__EXERCISE GOAL__
Can you recast the records below as a Markdown table with two columns, Row for the row number and Line for the text of each line, leaving out the blank lines?

__STORED DATA__

▽

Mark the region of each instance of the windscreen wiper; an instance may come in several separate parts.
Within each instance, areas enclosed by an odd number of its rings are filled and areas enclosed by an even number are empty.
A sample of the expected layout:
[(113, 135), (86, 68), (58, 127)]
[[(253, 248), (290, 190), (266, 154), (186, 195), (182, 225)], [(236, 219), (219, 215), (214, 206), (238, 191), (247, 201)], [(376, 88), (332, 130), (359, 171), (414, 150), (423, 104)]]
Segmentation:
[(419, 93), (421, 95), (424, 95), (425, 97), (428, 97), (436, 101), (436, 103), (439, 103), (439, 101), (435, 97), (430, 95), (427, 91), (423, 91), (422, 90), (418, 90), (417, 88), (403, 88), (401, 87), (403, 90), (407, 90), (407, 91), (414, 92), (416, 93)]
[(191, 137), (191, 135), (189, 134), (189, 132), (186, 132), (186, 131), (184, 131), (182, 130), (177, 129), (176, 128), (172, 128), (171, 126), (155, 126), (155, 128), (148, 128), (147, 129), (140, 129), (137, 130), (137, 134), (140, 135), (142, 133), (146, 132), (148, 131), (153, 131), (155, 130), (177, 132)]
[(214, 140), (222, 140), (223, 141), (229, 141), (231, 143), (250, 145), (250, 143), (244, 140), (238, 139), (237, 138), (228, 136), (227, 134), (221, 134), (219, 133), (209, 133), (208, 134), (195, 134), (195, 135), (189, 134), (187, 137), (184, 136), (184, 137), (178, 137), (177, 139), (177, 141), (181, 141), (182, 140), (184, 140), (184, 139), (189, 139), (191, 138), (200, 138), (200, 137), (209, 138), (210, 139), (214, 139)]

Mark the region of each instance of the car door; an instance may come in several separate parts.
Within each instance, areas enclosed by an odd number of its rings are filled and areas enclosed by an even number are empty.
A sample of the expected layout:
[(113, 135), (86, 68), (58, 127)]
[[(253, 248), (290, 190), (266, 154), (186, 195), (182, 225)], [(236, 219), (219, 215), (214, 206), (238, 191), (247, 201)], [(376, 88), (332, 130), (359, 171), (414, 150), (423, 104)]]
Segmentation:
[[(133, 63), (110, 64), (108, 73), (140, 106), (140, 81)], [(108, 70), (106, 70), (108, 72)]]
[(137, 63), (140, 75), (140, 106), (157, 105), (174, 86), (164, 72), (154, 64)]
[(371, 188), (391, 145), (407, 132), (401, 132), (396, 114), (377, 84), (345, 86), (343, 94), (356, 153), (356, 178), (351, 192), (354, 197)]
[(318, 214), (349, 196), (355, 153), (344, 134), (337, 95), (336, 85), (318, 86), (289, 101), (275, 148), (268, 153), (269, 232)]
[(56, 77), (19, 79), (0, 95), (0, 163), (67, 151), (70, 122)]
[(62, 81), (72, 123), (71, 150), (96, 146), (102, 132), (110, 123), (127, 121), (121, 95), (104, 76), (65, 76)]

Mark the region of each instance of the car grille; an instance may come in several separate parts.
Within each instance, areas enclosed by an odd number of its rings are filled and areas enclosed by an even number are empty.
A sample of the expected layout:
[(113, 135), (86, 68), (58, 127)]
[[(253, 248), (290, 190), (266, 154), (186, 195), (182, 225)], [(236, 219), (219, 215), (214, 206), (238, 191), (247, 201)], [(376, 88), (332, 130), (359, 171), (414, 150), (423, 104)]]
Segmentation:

△

__WRITTEN ANSWER__
| Row | Line |
|---|---|
| 1 | Mark the region of each instance of the windscreen wiper; an instance may come in several separate parts. |
| 2 | Within each instance, areas enclosed by an odd number of its rings are filled and areas enclosed by an even number are empty. |
| 3 | A sample of the expected layout: |
| 4 | [(113, 135), (86, 68), (58, 127)] |
| 5 | [[(253, 248), (290, 190), (266, 154), (186, 195), (182, 225)], [(236, 219), (219, 215), (214, 206), (238, 191), (247, 201)], [(376, 88), (332, 130), (359, 171), (414, 150), (423, 104)]] |
| 6 | Segmentation: |
| 7 | [(419, 93), (421, 95), (424, 95), (425, 97), (428, 97), (436, 101), (436, 103), (439, 103), (439, 101), (435, 97), (430, 95), (427, 91), (423, 91), (422, 90), (418, 90), (417, 88), (403, 88), (401, 87), (403, 90), (407, 90), (407, 91), (414, 92), (416, 93)] |
| 8 | [(191, 137), (191, 135), (189, 134), (189, 132), (186, 132), (186, 131), (184, 131), (182, 130), (177, 129), (176, 128), (172, 128), (171, 126), (155, 126), (155, 128), (148, 128), (147, 129), (140, 129), (137, 130), (137, 134), (140, 135), (142, 133), (146, 132), (148, 131), (153, 131), (155, 130), (177, 132)] |
| 9 | [(214, 140), (222, 140), (223, 141), (229, 141), (231, 143), (250, 145), (250, 143), (244, 140), (238, 139), (237, 138), (228, 136), (227, 134), (221, 134), (219, 133), (209, 133), (208, 134), (195, 134), (195, 135), (189, 134), (187, 137), (184, 136), (184, 137), (178, 137), (177, 139), (177, 141), (181, 141), (182, 140), (184, 140), (184, 139), (189, 139), (191, 138), (200, 138), (200, 137), (209, 138), (210, 139), (214, 139)] |
| 10 | Mark the region of each instance of the car door; an instance may come in several separate parts. |
| 11 | Within each instance, areas enclosed by an odd number of its rings are filled and areas enclosed by an even number are empty. |
| 12 | A sample of the expected layout: |
| 13 | [(113, 135), (86, 68), (58, 127)] |
| 14 | [[(253, 248), (290, 190), (266, 154), (186, 195), (182, 225)], [(236, 219), (219, 215), (214, 206), (238, 191), (247, 201)], [(376, 88), (332, 130), (359, 171), (414, 150), (423, 104)]] |
| 15 | Segmentation: |
| 16 | [[(133, 63), (110, 64), (108, 73), (140, 106), (140, 81)], [(108, 70), (106, 70), (108, 72)]] |
| 17 | [(137, 63), (140, 75), (140, 106), (157, 105), (174, 86), (164, 72), (154, 64)] |
| 18 | [(371, 188), (391, 145), (407, 132), (401, 132), (396, 114), (377, 84), (345, 86), (343, 94), (356, 153), (356, 178), (351, 192), (354, 197)] |
| 19 | [(318, 214), (349, 196), (355, 153), (344, 134), (337, 95), (336, 85), (318, 86), (289, 101), (275, 148), (268, 153), (269, 232)] |
| 20 | [(56, 77), (19, 79), (0, 95), (0, 163), (67, 151), (70, 122)] |
| 21 | [(62, 81), (72, 123), (71, 150), (96, 146), (102, 132), (110, 123), (127, 121), (121, 95), (104, 76), (65, 76)] |
| 22 | Mark the region of each instance of the car grille; an instance may come in several separate parts. |
| 23 | Within each instance, areas enclosed by an odd number of its rings are filled and areas enclosed by an even number are empty. |
| 24 | A sample of the expected layout: |
| 25 | [(113, 135), (86, 68), (58, 127)] |
| 26 | [[(253, 248), (290, 190), (266, 154), (186, 195), (182, 225)], [(236, 219), (219, 215), (214, 206), (238, 191), (247, 201)], [(376, 88), (332, 130), (359, 171), (414, 150), (423, 104)]] |
| 27 | Segmentation: |